What is expected: Write what comes next in the notebook excerpt on loading the AG News dataset, starting right after its last line.

Reading text:

......

Please see the description of the assignment in the README file (section 3) <br>
**Guide notebook**: [guides/llm_guide.ipynb](guides/llm_guide.ipynb)


***

<br>

* Note that you should report results using a classification report. 

* Also, remember to include some reflections on your results: how do they compare with the results from Part I, BoW?, and part II, BERT? Are there any hyperparameters or prompting techniques that are particularly important?

* You should follow the steps given in the `llm_guide` notebook

<br>


***

In [19]:
# imports for the project

import pandas as pd
from sklearn.metrics import classification_report 
from tqdm import tqdm
from decouple import config
from ibm_watsonx_ai import APIClient
from ibm_watsonx_ai import Credentials
from ibm_watsonx_ai.foundation_models import ModelInference
from ibm_watsonx_ai.foundation_models.schema import TextGenParameters

### 1. Load the data

We can load this data directly from [Hugging Face Datasets](https://huggingface.co/docs/datasets/) - The HuggingFace Hub- into a Pandas DataFrame. Pretty neat!

**Note**: This cell will download the dataset and keep it in memory. If you run this cell multiple times, it will download the dataset multiple times.

You are welcome to increase the `frac` parameter to load more data.

In [20]:

splits = {'train': 'data/train-00000-of-00001.parquet', 'test': 'data/test-00000-of-00001.parquet'}
# train = pd.read_parquet("hf://datasets/fancyzhx/ag_news/" + splits["train"])
test = pd.read_parquet("hf://datasets/fancyzhx/ag_news/" + splits["test"])

'(ProtocolError('Connection aborted.', RemoteDisconnected('Remote end closed connection without response')), '(Request ID: 9cbd8221-0f88-42bf-8f3f-3af0ea00b1c9)')' thrown while requesting GET https://huggingface.co/datasets/fancyzhx/ag_news/resolve/main/data/test-00000-of-00001.parquet
Retrying in 1s [Retry 1/5].

......

Source data:

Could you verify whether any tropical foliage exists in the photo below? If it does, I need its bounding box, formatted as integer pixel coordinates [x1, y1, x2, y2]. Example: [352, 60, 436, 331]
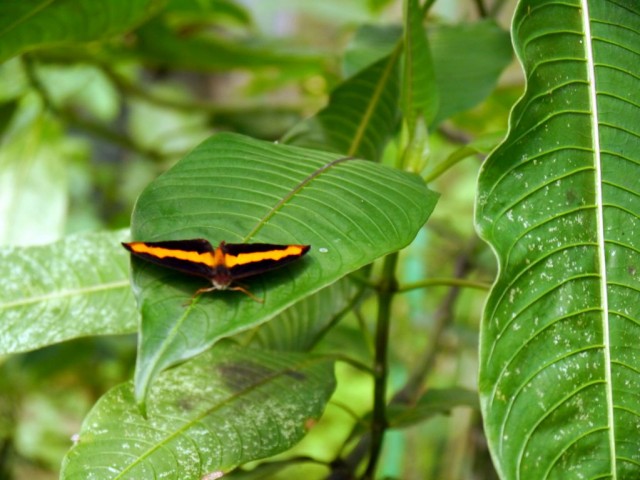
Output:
[0, 0, 640, 479]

......

Answer to the problem:
In [21]:
label_map = {
    0: 'World',
    1: 'Sports',
    2: 'Business',
    3: 'Sci/Tech'
}

def preprocess(df: pd.DataFrame, frac = 1e-2, label_map = label_map, seed=42) -> pd.DataFrame:
    return  (
        df
        .assign(label=lambda x: x['label'].map(label_map))
        [lambda df: df['label'].isin(label_map.values())]
        .groupby('label')
        .apply(lambda x: x.sample(frac=frac, random_state=seed))
        .reset_index(drop=True)

    )

# train_df = preprocess(train, frac=0.01)
test_df = preprocess(test, frac=0.01)

# clear up some memory by deleting the original dataframes
# del train
del test

test_df.shape #, train_df.shape, 

(76, 2)

### 2. Establish connection and set model parameters

In [22]:
# Load the environment variables using python-decouple

WX_API_KEY = config('WX_API_KEY')

credentials = Credentials(
    url = "https://us-south.ml.cloud.ibm.com",
    api_key = WX_API_KEY
)

client = APIClient(
    credentials=credentials, 
    project_id="32b6a744-5b49-4e5b-aee3-d9c56284fecf"
)

In [23]:
PARAMS = TextGenParameters(
    temperature=0,              # Higher temperature means more randomness - In this case we don't want randomness
    max_new_tokens=10,          # Maximum number of tokens to generate
    stop_sequences=[".", "\n"], # Stop generating text when these sequences are encountered
)

model = ModelInference(
    api_client=client,
    model_id="ibm/granite-13b-instruct-v2",  # We could also try a larger model!
    params=PARAMS
)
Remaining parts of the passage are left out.